(TEXT UNDER STUDY Opens)

The first week of free agency wasn't kind to the Ravens.
They lost linebacker Paul Kruger, inside linebacker Dannell Ellerbe and cornerback Cary Williams to higher bidders. Safety Bernard Pollard was surprisingly cut. They also traded away top receiver Anquan Boldin after he reportedly refused to take a pay cut.
Add those losses to the fact that the Ravens also have to make up for the retirements of linebacker Ray Lewis and center Matt Birk.
It's been an offseason of transition for the defending Super Bowl champs. But even though the Ravens have undergone a bit of a makeover by already losing eight players who started at least one game last season, they still have the foundation in place to be back in the hunt for another Lombardi Trophy.
When asked if the Ravens are still Super Bowl contenders, NFL Network analyst and former Redskins General Manager Charley Casserly said, "Yeah, I think so.
"You can't panic. What you have here is about a 600-page book and you're on page four right now. That's it."
Much tends to get made of the first few days of free agency, where teams make splashes by signing big-name players to lucrative contracts. Teams like the Ravens usually aren't the top spenders in free agency, and that can create some initial concern amongst the fan base.
"People need to be patient," Casserly said. "Opening day is a long way away, and I think they'll find a solution there with the combination of the draft and veteran free agents."
In looking at the losses the Ravens endured, Casserly pointed to the fact that they have players waiting in the wings at a number of those positions. The Ravens have been one of the NFL's best teams at drafting and developing young talent, which has made them able to withstand the losses of players like Todd Heap, Jarret Johnson, Derrick Mason and Ben Grubbs.
They will have to continue that trend again next season.
"The Ravens have done a good job under Ozzie Newsome in continually planning for the future," Casserly said. "Paul Kruger leaves, you've got Courtney Upshaw taking his place. Cary Williams leaves, you drafted Jimmy Smith at the corner position, so he takes his place."

(TEXT UNDER STUDY Closes)

### TASKS TO COMPLETE
a) In the article on the Ravens' offseason, swap "free agency" for "the open market" and give the passage again, starting at "Much tends to" and ending at "the fan base.".
b) Carry on the article about the Ravens' offseason losses from the point where it stops.

(DATA EXTRACT Opens)

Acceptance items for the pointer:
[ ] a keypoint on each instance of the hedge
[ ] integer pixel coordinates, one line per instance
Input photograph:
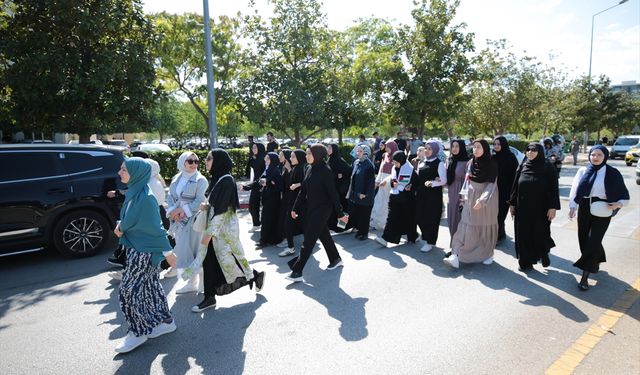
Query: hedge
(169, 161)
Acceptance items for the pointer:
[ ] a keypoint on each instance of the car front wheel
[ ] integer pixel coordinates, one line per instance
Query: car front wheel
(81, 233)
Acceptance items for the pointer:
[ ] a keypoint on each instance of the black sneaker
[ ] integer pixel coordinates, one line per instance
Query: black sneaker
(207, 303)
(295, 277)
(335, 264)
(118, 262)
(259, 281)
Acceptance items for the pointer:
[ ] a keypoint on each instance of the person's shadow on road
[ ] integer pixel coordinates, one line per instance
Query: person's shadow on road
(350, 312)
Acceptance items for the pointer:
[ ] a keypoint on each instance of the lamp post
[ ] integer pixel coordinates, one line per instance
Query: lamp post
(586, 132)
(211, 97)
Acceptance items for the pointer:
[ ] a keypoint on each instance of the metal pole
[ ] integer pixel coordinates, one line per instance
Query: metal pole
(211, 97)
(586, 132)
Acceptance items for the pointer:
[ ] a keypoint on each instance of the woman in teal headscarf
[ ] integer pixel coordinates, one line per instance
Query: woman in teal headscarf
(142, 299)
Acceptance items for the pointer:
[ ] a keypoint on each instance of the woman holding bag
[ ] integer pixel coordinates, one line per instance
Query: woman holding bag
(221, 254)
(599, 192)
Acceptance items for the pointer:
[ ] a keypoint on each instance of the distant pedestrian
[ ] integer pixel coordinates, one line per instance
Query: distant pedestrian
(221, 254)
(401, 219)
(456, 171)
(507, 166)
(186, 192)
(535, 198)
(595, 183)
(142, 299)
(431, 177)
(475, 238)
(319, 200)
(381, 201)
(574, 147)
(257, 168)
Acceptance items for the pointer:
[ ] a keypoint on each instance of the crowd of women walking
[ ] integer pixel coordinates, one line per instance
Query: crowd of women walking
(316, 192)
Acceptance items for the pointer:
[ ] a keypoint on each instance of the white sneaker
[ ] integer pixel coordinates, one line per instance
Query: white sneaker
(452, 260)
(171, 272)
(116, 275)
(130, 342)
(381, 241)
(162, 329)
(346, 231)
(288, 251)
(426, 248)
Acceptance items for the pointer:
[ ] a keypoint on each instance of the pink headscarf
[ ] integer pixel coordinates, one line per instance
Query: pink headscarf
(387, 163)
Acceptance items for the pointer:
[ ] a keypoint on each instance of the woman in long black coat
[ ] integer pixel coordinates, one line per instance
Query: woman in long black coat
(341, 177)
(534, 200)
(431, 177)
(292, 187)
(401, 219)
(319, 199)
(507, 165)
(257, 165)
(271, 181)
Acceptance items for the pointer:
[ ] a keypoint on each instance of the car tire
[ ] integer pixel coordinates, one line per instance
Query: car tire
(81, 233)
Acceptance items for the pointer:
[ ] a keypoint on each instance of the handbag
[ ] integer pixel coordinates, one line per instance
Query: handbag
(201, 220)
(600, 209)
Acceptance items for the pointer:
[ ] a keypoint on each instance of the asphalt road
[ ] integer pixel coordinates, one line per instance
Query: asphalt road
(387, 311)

(DATA EXTRACT Closes)

### SOLVED PROBLEMS
a)
Much tends to get made of the first few days of the open market, where teams make splashes by signing big-name players to lucrative contracts. Teams like the Ravens usually aren't the top spenders in the open market, and that can create some initial concern amongst the fan base.

b)
Casserly did point to inside linebacker and safety as areas where the Ravens have to improve before next season. They will likely explore the draft as an opportunity to bring in young talent at those positions, but could also use the secondary wave of free agency to bring in cost-efficient players like they've done in the past with wide receiver Jacoby Jones and cornerback Corey Graham.
"The market will work itself out in time because big-money teams are going to be out of it," Casserly said about free agency. "Now you're going to have a lot of players on the market searching for jobs, and Baltimore is an attractive destination because you know you're going to have a winning team."
Time is still very much on the Ravens'side, especially with next months' draft featuring a deep crop of inside linebackers and safeties.
The Ravens still have a good young corps on offense led by franchise quarterback Joe Flacco and running back Ray Rice, and the defense has proven starters like linebacker Terrell Suggs and defensive tackle Haloti Ngata. Casserly expects them to be right back in the hunt for another AFC North title and chance to make a run in the playoffs.
"They are going to be a better team in six months than they are today," Casserly said.